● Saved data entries

╭──

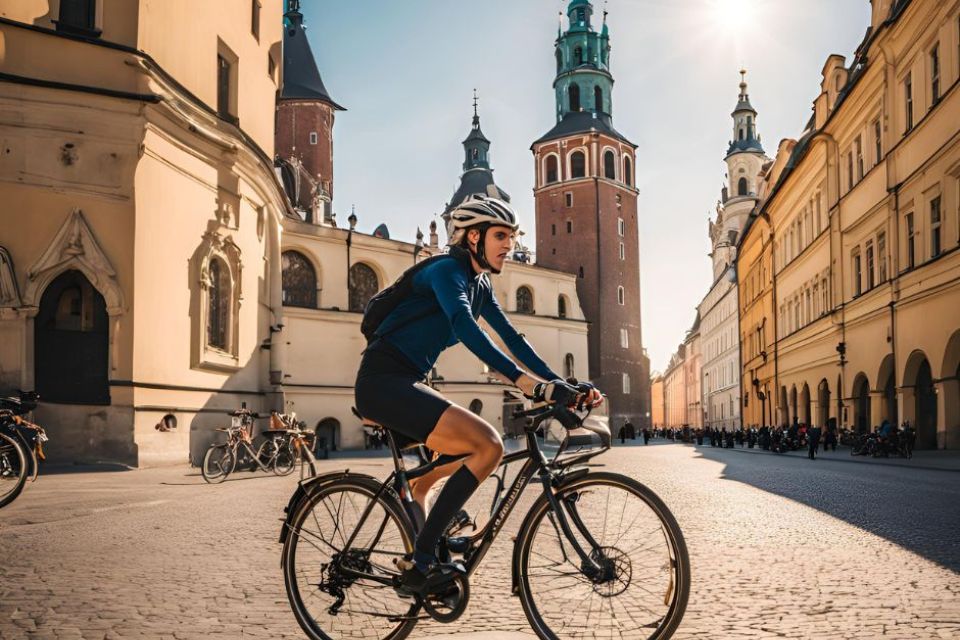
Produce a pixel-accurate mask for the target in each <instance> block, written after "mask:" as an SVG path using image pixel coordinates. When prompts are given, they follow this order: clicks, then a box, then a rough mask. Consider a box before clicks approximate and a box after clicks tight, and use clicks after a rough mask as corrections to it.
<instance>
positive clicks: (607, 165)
mask: <svg viewBox="0 0 960 640" xmlns="http://www.w3.org/2000/svg"><path fill="white" fill-rule="evenodd" d="M603 177H604V178H609V179H610V180H616V179H617V157H616V155H614V153H613V151H612V150H610V149H608V150H607V151H605V152H604V154H603Z"/></svg>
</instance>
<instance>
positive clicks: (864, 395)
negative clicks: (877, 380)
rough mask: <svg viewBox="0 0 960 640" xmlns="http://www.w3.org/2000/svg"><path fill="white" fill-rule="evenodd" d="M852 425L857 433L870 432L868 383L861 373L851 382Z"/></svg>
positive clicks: (868, 386) (869, 402)
mask: <svg viewBox="0 0 960 640" xmlns="http://www.w3.org/2000/svg"><path fill="white" fill-rule="evenodd" d="M853 423H854V427H855V428H856V430H857V433H866V432H868V431H870V427H871V423H870V383H869V382H868V381H867V376H865V375H864V374H862V373H861V374H859V375H858V376H857V377H856V378H854V380H853Z"/></svg>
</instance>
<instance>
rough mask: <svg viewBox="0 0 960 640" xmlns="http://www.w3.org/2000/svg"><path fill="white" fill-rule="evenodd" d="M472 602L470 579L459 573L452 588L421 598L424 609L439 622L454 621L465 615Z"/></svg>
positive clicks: (451, 587)
mask: <svg viewBox="0 0 960 640" xmlns="http://www.w3.org/2000/svg"><path fill="white" fill-rule="evenodd" d="M469 602H470V581H469V580H468V579H467V576H464V575H458V576H457V577H456V578H454V580H453V583H452V584H451V585H450V588H449V589H447V590H446V591H445V592H443V593H438V594H433V595H429V596H426V597H424V598H423V599H422V600H421V604H422V605H423V610H424V611H426V612H427V613H428V614H429V615H430V617H431V618H433V619H434V620H436V621H437V622H442V623H444V624H447V623H450V622H453V621H455V620H457V619H458V618H459V617H460V616H462V615H463V612H464V611H466V610H467V603H469Z"/></svg>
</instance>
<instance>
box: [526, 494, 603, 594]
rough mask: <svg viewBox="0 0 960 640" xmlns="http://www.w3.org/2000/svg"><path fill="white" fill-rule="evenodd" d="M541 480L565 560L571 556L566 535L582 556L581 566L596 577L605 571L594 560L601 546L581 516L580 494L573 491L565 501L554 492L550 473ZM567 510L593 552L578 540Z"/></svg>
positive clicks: (561, 550) (562, 552)
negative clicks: (567, 551)
mask: <svg viewBox="0 0 960 640" xmlns="http://www.w3.org/2000/svg"><path fill="white" fill-rule="evenodd" d="M541 482H543V485H544V492H545V493H546V495H547V501H548V502H549V503H550V511H549V512H548V513H547V516H548V517H549V518H550V522H551V524H553V527H554V529H555V530H556V529H557V528H558V526H559V530H558V531H557V539H558V540H559V541H560V550H561V552H562V553H563V559H564V561H569V560H570V558H569V556H568V555H567V550H566V547H565V546H564V544H563V538H564V537H565V538H566V539H567V541H568V542H569V543H570V546H571V547H573V550H574V551H575V552H576V553H577V556H578V557H579V558H580V562H581V565H580V566H581V568H582V570H583V572H584V573H586V574H587V575H588V577H589V578H590V579H591V580H594V579H596V578H597V577H598V576H600V575H601V574H602V572H603V567H602V566H600V564H599V563H598V562H597V560H594V556H596V557H597V558H599V557H600V552H601V546H600V544H599V543H598V542H597V541H596V539H594V537H593V536H592V535H591V534H590V532H589V531H588V530H587V527H586V525H585V524H584V522H583V519H582V518H581V517H580V512H579V511H578V510H577V499H578V498H579V494H577V493H571V494H569V495H567V496H566V497H564V498H563V503H565V504H561V500H560V499H559V498H557V494H556V493H554V491H553V488H552V487H551V483H550V477H549V475H546V476H543V477H541ZM565 511H566V512H568V513H569V514H570V520H572V521H573V524H574V526H575V527H576V528H577V531H579V532H580V535H582V536H583V537H584V539H586V541H587V543H588V544H589V545H590V547H591V548H592V550H593V553H589V554H588V553H587V552H586V551H584V549H583V547H582V546H581V545H580V542H579V541H578V540H577V536H576V535H574V533H573V530H572V529H571V528H570V523H569V522H568V520H567V516H566V515H565ZM561 531H562V532H563V536H561V535H560V532H561Z"/></svg>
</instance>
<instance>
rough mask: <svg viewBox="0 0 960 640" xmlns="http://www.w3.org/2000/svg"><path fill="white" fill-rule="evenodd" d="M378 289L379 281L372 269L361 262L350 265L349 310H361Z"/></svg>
mask: <svg viewBox="0 0 960 640" xmlns="http://www.w3.org/2000/svg"><path fill="white" fill-rule="evenodd" d="M378 291H380V281H379V280H378V279H377V274H376V272H375V271H374V270H373V269H371V268H370V267H369V266H368V265H365V264H363V263H362V262H358V263H357V264H355V265H353V266H352V267H350V311H363V310H364V309H365V308H366V306H367V302H369V301H370V298H372V297H373V296H375V295H376V294H377V292H378Z"/></svg>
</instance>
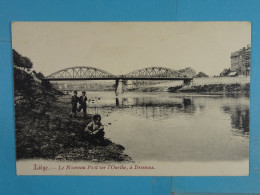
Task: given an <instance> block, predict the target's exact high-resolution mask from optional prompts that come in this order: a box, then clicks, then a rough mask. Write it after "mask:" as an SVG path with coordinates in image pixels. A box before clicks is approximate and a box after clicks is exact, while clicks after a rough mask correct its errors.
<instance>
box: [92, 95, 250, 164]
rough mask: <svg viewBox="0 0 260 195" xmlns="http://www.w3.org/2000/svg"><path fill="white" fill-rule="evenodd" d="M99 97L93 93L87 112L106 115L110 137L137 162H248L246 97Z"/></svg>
mask: <svg viewBox="0 0 260 195" xmlns="http://www.w3.org/2000/svg"><path fill="white" fill-rule="evenodd" d="M97 95H99V94H97V93H96V94H95V93H93V94H92V96H93V97H91V94H89V97H90V98H91V99H94V100H95V101H94V102H93V101H92V102H91V103H90V104H89V105H88V110H89V113H91V114H94V113H99V114H101V115H102V116H104V117H102V122H103V123H104V125H105V131H106V136H107V137H108V138H109V139H111V140H113V141H114V142H116V143H118V144H122V145H123V146H124V147H125V148H126V153H127V154H129V155H130V156H131V157H132V158H133V159H134V160H135V161H136V160H151V159H152V160H155V159H156V160H167V161H168V160H171V161H190V160H193V161H215V160H244V159H248V146H249V144H248V135H249V98H248V97H225V96H196V95H187V94H185V95H180V94H177V95H176V94H169V93H150V94H149V93H128V94H124V96H123V97H115V96H114V94H112V93H111V94H109V93H108V94H103V93H102V96H100V99H98V98H96V96H97ZM237 135H239V136H237ZM140 146H142V147H140ZM140 148H141V149H140Z"/></svg>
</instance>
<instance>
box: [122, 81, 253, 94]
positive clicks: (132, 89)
mask: <svg viewBox="0 0 260 195" xmlns="http://www.w3.org/2000/svg"><path fill="white" fill-rule="evenodd" d="M127 91H138V92H172V93H202V94H214V95H215V94H216V95H219V94H249V93H250V77H207V78H194V79H193V80H192V82H191V84H190V85H184V84H183V81H167V82H162V83H159V84H154V85H149V86H138V87H137V86H136V87H133V88H131V89H127Z"/></svg>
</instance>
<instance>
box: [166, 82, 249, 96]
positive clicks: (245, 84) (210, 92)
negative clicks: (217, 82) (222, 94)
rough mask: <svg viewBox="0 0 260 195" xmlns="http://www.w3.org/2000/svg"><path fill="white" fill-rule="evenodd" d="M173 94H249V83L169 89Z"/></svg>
mask: <svg viewBox="0 0 260 195" xmlns="http://www.w3.org/2000/svg"><path fill="white" fill-rule="evenodd" d="M168 91H169V92H174V93H203V94H249V93H250V83H247V84H238V83H236V84H210V85H195V86H193V85H191V86H183V87H180V86H176V87H169V88H168Z"/></svg>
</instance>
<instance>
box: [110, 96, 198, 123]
mask: <svg viewBox="0 0 260 195" xmlns="http://www.w3.org/2000/svg"><path fill="white" fill-rule="evenodd" d="M115 102H116V106H115V108H117V109H120V108H121V109H124V110H125V111H129V109H131V111H130V112H132V113H133V114H135V115H138V116H140V117H145V118H147V119H154V120H161V119H167V118H169V117H172V116H174V115H176V113H180V112H182V113H186V114H194V113H195V111H196V106H195V105H194V102H193V101H192V98H189V97H186V98H175V99H171V100H170V101H169V100H168V101H166V100H162V99H158V98H157V97H134V98H118V97H117V98H115Z"/></svg>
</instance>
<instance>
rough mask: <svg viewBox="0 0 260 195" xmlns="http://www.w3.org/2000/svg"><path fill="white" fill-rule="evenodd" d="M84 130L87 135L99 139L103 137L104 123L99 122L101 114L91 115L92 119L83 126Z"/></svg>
mask: <svg viewBox="0 0 260 195" xmlns="http://www.w3.org/2000/svg"><path fill="white" fill-rule="evenodd" d="M85 132H86V134H87V135H90V136H92V137H94V138H98V139H99V140H103V139H104V135H105V132H104V125H102V123H101V116H100V115H99V114H96V115H94V116H93V120H92V121H91V122H90V123H89V124H88V125H87V127H86V128H85Z"/></svg>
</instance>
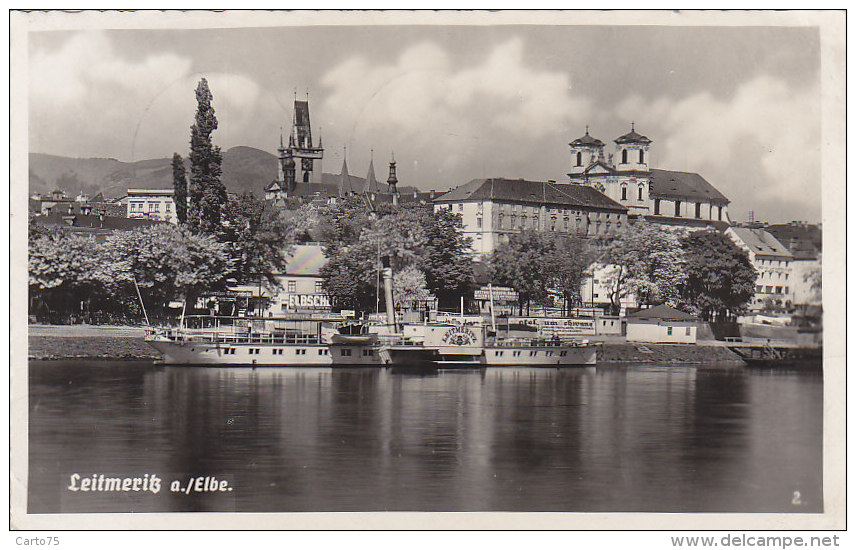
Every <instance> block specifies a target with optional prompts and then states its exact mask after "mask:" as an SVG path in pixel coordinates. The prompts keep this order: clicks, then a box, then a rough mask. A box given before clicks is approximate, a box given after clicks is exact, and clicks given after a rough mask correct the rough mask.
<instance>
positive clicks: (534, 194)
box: [434, 178, 627, 212]
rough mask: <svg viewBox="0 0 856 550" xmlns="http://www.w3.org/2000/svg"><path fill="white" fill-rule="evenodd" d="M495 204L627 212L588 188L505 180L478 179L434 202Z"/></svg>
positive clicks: (512, 180)
mask: <svg viewBox="0 0 856 550" xmlns="http://www.w3.org/2000/svg"><path fill="white" fill-rule="evenodd" d="M475 200H493V201H507V202H528V203H536V204H557V205H563V206H583V207H589V208H604V209H609V210H620V211H622V212H626V211H627V208H626V207H624V206H622V205H620V204H618V203H617V202H615V201H614V200H612V199H610V198H609V197H607V196H606V195H604V194H603V193H601V192H600V191H598V190H597V189H595V188H593V187H589V186H587V185H573V184H556V183H550V182H543V181H528V180H523V179H519V180H510V179H505V178H488V179H475V180H472V181H470V182H468V183H465V184H464V185H461V186H459V187H457V188H455V189H452V190H451V191H449V192H448V193H445V194H444V195H441V196H439V197H437V198H436V199H434V202H463V201H475Z"/></svg>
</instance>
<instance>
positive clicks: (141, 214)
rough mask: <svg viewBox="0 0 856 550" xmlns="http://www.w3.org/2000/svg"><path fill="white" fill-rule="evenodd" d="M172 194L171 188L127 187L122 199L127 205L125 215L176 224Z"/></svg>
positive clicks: (176, 222)
mask: <svg viewBox="0 0 856 550" xmlns="http://www.w3.org/2000/svg"><path fill="white" fill-rule="evenodd" d="M174 195H175V190H173V189H128V195H127V196H126V197H125V198H124V199H122V201H123V202H124V203H125V204H126V206H127V211H126V216H127V217H129V218H140V219H147V220H157V221H166V222H170V223H173V224H177V223H178V215H177V214H176V213H175V200H174Z"/></svg>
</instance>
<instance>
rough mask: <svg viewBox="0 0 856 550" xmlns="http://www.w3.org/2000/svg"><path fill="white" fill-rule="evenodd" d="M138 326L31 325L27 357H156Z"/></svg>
mask: <svg viewBox="0 0 856 550" xmlns="http://www.w3.org/2000/svg"><path fill="white" fill-rule="evenodd" d="M144 336H145V330H144V329H143V328H141V327H107V326H88V325H73V326H56V325H30V326H29V334H28V344H29V346H28V353H27V355H28V357H29V358H30V359H114V360H115V359H158V358H160V355H159V354H158V353H157V351H155V350H154V348H152V347H151V346H149V345H148V344H146V342H145V340H144ZM611 340H612V341H607V342H603V344H602V345H601V347H600V349H598V354H597V361H598V363H675V364H677V363H682V364H686V363H729V362H734V363H740V362H741V361H740V357H738V356H737V354H735V353H734V352H732V351H731V350H729V349H728V348H727V347H725V346H722V345H704V344H700V345H689V344H640V343H626V342H623V341H618V340H619V339H618V338H613V339H611Z"/></svg>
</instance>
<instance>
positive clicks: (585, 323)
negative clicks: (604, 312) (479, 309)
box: [508, 317, 596, 337]
mask: <svg viewBox="0 0 856 550" xmlns="http://www.w3.org/2000/svg"><path fill="white" fill-rule="evenodd" d="M508 322H509V323H510V324H512V325H527V326H530V327H537V328H538V333H539V334H540V335H541V336H554V335H555V336H560V337H561V336H575V335H582V334H595V333H596V330H595V326H594V319H571V318H557V317H510V318H509V319H508Z"/></svg>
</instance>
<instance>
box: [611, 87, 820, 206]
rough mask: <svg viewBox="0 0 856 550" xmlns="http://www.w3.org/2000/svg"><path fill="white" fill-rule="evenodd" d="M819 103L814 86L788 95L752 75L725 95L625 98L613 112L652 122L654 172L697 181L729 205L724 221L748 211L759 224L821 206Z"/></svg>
mask: <svg viewBox="0 0 856 550" xmlns="http://www.w3.org/2000/svg"><path fill="white" fill-rule="evenodd" d="M819 97H820V93H819V87H818V86H813V87H812V86H809V87H806V88H804V89H799V90H795V89H794V87H793V86H790V85H788V84H786V83H785V82H784V81H782V80H780V79H778V78H774V77H770V76H759V77H756V78H754V79H753V80H751V81H748V82H746V83H745V84H743V85H742V86H739V87H738V88H737V89H736V91H735V92H734V94H733V95H732V96H730V97H724V98H717V97H714V96H713V95H712V94H710V93H701V94H695V95H692V96H688V97H686V98H683V99H680V100H678V101H677V102H675V101H674V100H665V99H660V100H657V101H654V102H646V101H644V100H643V99H642V98H640V97H632V98H629V99H627V100H625V101H624V102H622V104H621V105H620V106H619V107H618V113H619V114H622V115H625V116H627V117H628V118H632V117H633V116H636V117H637V118H638V116H639V114H640V113H643V114H644V116H645V117H646V118H647V119H648V120H651V121H653V122H654V126H656V127H658V128H659V131H660V132H662V136H663V137H662V138H661V139H660V140H657V138H656V137H655V136H652V137H654V139H655V145H654V147H655V148H656V149H655V151H656V157H655V161H656V164H657V166H660V167H662V168H667V169H675V170H688V171H693V172H699V173H701V174H702V175H704V176H705V178H707V179H708V180H709V181H710V182H711V183H713V184H714V186H716V187H718V188H719V189H720V190H721V191H722V192H723V193H724V194H725V195H726V196H727V197H729V198H730V199H731V200H732V207H731V209H730V211H731V214H732V218H734V219H745V217H746V213H747V211H748V210H749V209H752V210H755V212H756V217H758V216H760V218H761V219H771V218H775V219H784V218H787V219H814V218H819V217H820V215H819V214H820V202H821V197H820V101H819ZM657 141H659V143H656V142H657ZM783 217H784V218H783Z"/></svg>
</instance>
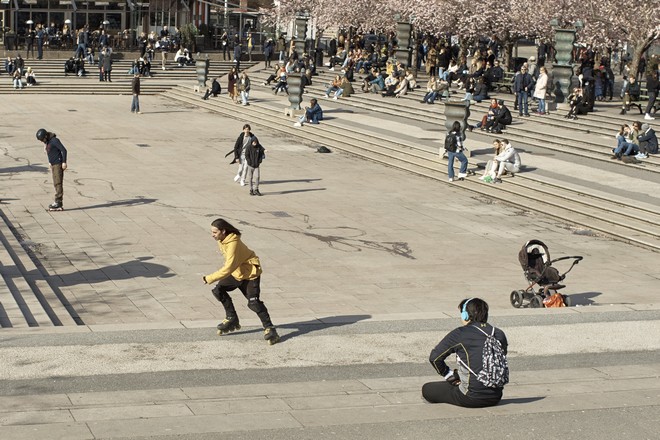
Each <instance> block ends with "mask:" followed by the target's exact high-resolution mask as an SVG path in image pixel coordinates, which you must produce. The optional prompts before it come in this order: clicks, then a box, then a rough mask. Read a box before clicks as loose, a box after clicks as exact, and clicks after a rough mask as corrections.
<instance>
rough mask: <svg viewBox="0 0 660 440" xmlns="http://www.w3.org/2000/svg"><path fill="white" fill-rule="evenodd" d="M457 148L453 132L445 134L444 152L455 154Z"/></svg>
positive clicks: (455, 136) (450, 132)
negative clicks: (444, 150) (447, 152)
mask: <svg viewBox="0 0 660 440" xmlns="http://www.w3.org/2000/svg"><path fill="white" fill-rule="evenodd" d="M457 148H458V141H457V140H456V134H454V132H453V131H452V132H450V133H447V136H446V137H445V150H447V151H449V152H451V153H455V152H456V149H457Z"/></svg>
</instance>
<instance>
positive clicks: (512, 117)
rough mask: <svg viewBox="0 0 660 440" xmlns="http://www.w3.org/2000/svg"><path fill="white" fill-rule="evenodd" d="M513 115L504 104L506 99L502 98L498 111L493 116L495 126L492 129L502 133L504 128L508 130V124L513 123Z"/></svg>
mask: <svg viewBox="0 0 660 440" xmlns="http://www.w3.org/2000/svg"><path fill="white" fill-rule="evenodd" d="M512 121H513V117H512V116H511V110H509V108H508V107H507V106H506V105H504V100H502V99H500V100H499V102H498V108H497V112H496V113H495V116H494V118H493V128H492V131H494V132H495V133H502V130H506V126H507V125H511V122H512Z"/></svg>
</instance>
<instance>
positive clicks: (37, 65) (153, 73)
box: [0, 59, 257, 95]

╰──

● Goal of the exercise
Both end lines included, restate word for word the lines above from the line with "box: [92, 95, 250, 164]" to the line with "box: [122, 81, 253, 94]", and nothing else.

● Exercise answer
box: [92, 95, 250, 164]
rough mask: <svg viewBox="0 0 260 195" xmlns="http://www.w3.org/2000/svg"><path fill="white" fill-rule="evenodd" d="M99 97L93 93L87 112L106 115L110 137L137 162H248L246 97Z"/></svg>
mask: <svg viewBox="0 0 260 195" xmlns="http://www.w3.org/2000/svg"><path fill="white" fill-rule="evenodd" d="M97 95H99V94H97V93H96V94H95V93H93V94H92V96H93V97H91V94H89V97H90V98H91V99H94V100H95V101H94V102H93V101H92V102H91V103H90V104H89V105H88V110H89V113H91V114H94V113H99V114H101V115H102V116H104V117H102V122H103V123H104V125H105V131H106V136H107V137H108V138H109V139H111V140H113V141H114V142H116V143H118V144H122V145H123V146H124V147H125V148H126V153H127V154H129V155H130V156H131V157H132V158H133V159H134V160H135V161H136V160H151V159H152V160H155V159H156V160H167V161H168V160H171V161H190V160H193V161H215V160H244V159H248V146H249V144H248V135H249V98H248V97H225V96H196V95H187V94H185V95H180V94H177V95H176V94H169V93H150V94H149V93H128V94H124V96H123V97H115V96H114V94H112V93H111V94H109V93H108V94H103V93H102V96H100V99H98V98H96V96H97ZM237 135H239V136H237ZM140 146H142V147H140ZM140 148H141V149H140Z"/></svg>
</instance>
<instance>
box: [122, 81, 253, 94]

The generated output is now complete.